--- RECORD SET Enclosed Below ---
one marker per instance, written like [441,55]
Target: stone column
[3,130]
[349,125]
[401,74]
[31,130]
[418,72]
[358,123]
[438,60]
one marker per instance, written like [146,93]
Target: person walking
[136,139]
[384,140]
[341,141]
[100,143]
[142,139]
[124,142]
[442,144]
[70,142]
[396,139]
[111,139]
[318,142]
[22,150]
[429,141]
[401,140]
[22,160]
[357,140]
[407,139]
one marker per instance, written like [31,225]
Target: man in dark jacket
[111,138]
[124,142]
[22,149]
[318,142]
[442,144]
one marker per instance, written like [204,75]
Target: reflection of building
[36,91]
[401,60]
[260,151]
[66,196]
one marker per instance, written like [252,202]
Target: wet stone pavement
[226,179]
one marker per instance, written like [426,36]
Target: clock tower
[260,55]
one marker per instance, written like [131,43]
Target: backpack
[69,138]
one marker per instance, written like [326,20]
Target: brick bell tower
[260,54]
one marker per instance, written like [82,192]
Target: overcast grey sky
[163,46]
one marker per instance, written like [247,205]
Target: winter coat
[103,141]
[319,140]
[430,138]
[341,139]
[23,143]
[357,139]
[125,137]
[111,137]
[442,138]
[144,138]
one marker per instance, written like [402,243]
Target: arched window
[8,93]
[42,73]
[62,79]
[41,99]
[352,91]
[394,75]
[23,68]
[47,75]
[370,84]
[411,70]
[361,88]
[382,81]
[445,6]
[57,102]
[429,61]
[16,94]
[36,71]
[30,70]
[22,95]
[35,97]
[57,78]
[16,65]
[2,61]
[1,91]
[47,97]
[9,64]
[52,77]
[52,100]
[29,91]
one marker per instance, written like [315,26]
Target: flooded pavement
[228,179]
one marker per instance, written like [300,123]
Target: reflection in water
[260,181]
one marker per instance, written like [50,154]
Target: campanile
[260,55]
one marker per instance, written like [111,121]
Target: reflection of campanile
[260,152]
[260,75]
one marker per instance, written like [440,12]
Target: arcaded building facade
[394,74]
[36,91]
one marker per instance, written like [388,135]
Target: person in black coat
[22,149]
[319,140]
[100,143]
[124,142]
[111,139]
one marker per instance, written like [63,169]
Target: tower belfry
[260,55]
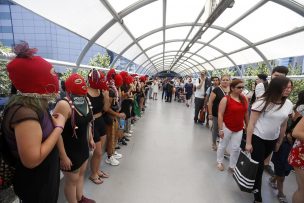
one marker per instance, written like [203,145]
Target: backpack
[7,161]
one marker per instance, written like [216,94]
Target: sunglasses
[240,87]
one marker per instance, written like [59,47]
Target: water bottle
[122,124]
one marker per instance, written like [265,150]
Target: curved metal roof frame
[204,44]
[285,3]
[175,52]
[114,17]
[160,66]
[167,59]
[145,70]
[171,56]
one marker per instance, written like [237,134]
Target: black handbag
[245,172]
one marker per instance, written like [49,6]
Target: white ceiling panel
[231,14]
[132,52]
[245,57]
[228,43]
[145,19]
[209,34]
[151,40]
[177,33]
[66,13]
[181,11]
[198,59]
[119,5]
[222,63]
[209,53]
[263,24]
[173,46]
[208,66]
[195,47]
[285,47]
[155,50]
[115,39]
[141,59]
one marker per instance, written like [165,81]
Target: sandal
[96,180]
[102,174]
[282,199]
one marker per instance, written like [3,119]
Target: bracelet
[58,126]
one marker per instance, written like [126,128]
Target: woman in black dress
[76,137]
[30,132]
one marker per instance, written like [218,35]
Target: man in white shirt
[277,71]
[259,91]
[201,85]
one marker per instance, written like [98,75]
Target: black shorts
[279,160]
[99,128]
[188,96]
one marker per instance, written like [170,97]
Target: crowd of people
[271,125]
[99,111]
[42,139]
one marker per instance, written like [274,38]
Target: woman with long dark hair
[232,115]
[30,132]
[267,125]
[214,100]
[76,138]
[99,98]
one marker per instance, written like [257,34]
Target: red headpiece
[129,80]
[75,84]
[142,78]
[118,80]
[32,74]
[111,74]
[95,78]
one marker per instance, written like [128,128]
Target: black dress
[39,184]
[77,146]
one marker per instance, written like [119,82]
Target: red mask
[95,79]
[75,84]
[33,75]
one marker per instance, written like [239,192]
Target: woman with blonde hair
[76,138]
[30,132]
[214,100]
[267,125]
[232,115]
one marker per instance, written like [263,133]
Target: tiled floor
[169,160]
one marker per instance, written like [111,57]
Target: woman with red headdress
[76,137]
[30,132]
[111,118]
[99,98]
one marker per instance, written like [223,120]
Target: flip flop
[96,180]
[103,174]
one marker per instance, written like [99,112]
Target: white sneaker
[112,161]
[117,155]
[128,134]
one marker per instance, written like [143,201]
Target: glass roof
[145,31]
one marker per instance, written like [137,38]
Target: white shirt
[199,93]
[269,122]
[259,90]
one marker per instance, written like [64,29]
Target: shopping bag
[202,115]
[245,172]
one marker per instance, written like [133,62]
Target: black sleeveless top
[77,147]
[97,103]
[39,184]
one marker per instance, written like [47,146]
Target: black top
[77,147]
[97,103]
[39,184]
[219,93]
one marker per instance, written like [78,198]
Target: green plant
[99,60]
[5,84]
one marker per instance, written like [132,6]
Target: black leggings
[261,150]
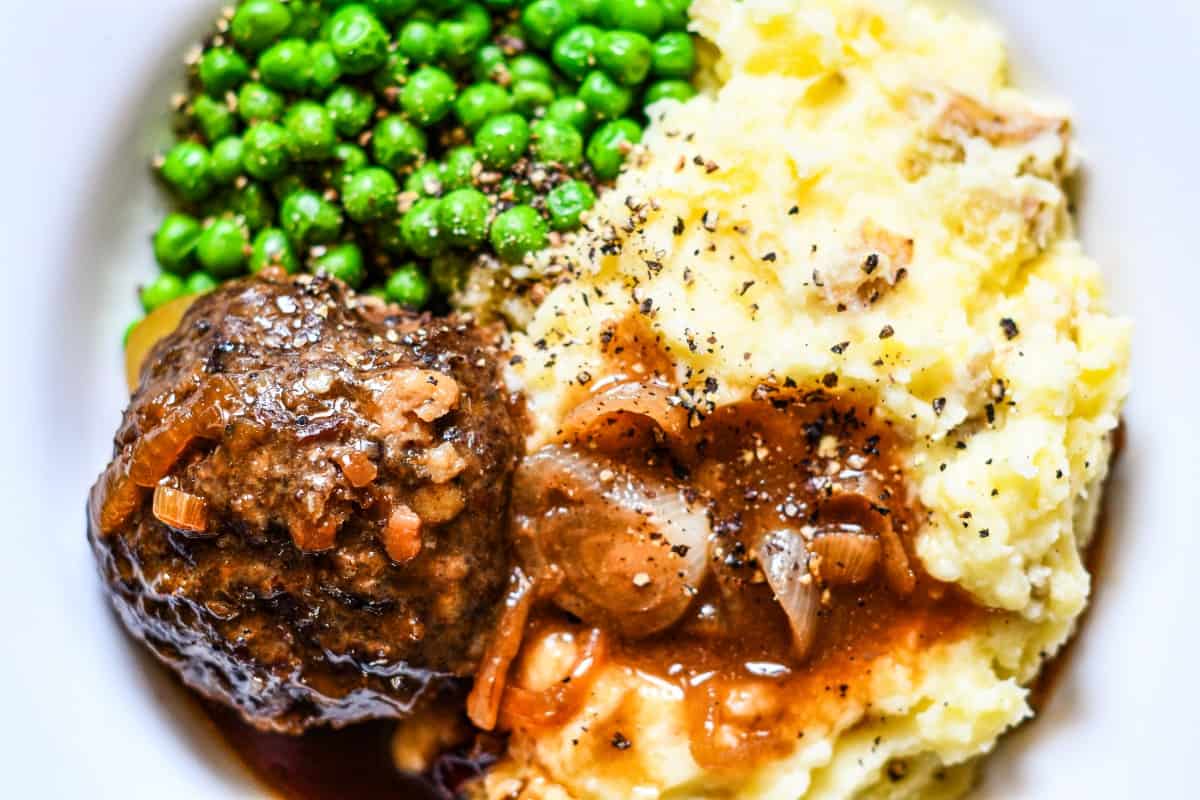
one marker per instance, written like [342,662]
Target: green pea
--- End of Enclosed RECORD SET ---
* _WHAT TO WORK ON_: Every line between the one containing "Target: black leggings" and the last line of the data above, both included, should be copied exactly, but not the pictures.

* _ANSWER FOR THIS EXERCISE_:
Target: black leggings
[261,150]
one marker per instance, written like [342,662]
Target: green pea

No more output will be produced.